[WHAT YOU WILL DO]: Check each line of the records below for the string "Provide", then state how many lines contain it, with no other output.

[AVAILABLE DATA]:
◆ ◆ ◆ ◆

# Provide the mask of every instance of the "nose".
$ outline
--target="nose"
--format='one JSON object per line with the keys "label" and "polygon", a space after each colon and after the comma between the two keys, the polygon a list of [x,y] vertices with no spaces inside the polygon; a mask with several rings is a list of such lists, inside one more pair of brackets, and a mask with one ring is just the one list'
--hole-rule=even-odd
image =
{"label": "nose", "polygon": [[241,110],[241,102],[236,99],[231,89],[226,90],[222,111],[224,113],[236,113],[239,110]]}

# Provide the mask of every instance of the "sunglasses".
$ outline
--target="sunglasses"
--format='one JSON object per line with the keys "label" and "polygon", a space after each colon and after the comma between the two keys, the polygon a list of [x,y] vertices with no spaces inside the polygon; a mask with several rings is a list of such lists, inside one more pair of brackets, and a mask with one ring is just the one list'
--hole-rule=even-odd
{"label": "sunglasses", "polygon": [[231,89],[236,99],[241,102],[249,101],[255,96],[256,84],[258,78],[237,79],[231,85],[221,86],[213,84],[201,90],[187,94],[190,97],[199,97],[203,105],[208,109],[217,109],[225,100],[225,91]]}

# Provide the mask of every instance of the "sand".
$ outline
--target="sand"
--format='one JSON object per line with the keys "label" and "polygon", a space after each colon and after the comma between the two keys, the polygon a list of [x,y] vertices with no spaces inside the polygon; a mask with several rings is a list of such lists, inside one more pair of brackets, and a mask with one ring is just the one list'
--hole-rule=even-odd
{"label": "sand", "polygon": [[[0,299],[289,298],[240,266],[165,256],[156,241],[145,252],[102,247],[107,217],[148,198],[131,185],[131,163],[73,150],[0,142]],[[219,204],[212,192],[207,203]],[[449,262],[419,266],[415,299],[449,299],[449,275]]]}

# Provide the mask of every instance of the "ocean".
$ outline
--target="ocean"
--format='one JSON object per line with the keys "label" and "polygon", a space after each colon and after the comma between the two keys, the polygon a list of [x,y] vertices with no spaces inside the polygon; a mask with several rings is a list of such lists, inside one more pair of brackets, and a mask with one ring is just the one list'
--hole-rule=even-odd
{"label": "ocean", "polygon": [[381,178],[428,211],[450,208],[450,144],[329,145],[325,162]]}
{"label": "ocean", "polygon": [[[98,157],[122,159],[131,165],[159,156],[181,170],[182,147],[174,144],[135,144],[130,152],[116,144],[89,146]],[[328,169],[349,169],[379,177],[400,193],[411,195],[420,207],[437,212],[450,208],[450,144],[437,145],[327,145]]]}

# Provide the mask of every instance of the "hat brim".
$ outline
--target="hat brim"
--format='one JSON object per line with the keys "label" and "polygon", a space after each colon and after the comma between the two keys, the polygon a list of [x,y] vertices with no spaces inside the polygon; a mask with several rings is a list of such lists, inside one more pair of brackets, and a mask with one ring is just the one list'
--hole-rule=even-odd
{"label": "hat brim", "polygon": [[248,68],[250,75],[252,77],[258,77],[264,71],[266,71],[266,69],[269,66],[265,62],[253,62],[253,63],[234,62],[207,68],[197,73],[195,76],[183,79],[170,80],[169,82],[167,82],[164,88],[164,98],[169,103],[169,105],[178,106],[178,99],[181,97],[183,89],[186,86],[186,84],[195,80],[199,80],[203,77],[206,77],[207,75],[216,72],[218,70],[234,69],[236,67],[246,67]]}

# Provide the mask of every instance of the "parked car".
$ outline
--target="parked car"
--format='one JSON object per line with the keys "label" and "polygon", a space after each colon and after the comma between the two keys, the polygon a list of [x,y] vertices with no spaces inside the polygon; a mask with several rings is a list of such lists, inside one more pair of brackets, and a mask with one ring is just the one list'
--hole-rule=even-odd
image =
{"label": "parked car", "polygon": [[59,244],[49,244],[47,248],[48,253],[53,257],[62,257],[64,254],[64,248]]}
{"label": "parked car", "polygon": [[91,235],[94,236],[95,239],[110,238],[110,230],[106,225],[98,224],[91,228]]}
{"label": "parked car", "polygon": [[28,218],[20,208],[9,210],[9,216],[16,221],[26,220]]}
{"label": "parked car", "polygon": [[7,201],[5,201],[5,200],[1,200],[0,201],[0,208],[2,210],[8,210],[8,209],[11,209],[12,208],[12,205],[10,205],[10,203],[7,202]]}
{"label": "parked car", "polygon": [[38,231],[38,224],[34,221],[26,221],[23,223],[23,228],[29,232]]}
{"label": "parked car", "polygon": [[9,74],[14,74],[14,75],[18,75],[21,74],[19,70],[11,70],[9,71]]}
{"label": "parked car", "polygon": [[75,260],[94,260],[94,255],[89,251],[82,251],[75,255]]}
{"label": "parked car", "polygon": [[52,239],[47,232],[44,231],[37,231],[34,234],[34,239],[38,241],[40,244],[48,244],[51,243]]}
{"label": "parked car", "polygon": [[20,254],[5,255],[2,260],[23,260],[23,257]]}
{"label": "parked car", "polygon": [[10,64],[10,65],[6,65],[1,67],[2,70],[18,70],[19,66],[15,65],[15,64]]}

◆ ◆ ◆ ◆

[EXERCISE RESULT]: 6